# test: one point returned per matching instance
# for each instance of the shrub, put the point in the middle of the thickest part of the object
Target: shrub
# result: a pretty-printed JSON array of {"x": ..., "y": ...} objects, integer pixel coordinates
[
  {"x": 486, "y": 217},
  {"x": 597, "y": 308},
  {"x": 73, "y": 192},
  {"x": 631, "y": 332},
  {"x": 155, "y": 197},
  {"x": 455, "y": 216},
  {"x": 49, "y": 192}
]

****************

Please echo the data above line for line, without changing anything.

# test: one point returned per matching instance
# for each instance of the shrub, put the point in the middle of the thickest part of the object
Target: shrub
# result: a pretty-printed JSON array of {"x": ..., "y": ...} objects, integer pixel coordinates
[
  {"x": 486, "y": 217},
  {"x": 597, "y": 308},
  {"x": 73, "y": 192},
  {"x": 631, "y": 332},
  {"x": 155, "y": 197},
  {"x": 455, "y": 216},
  {"x": 49, "y": 192}
]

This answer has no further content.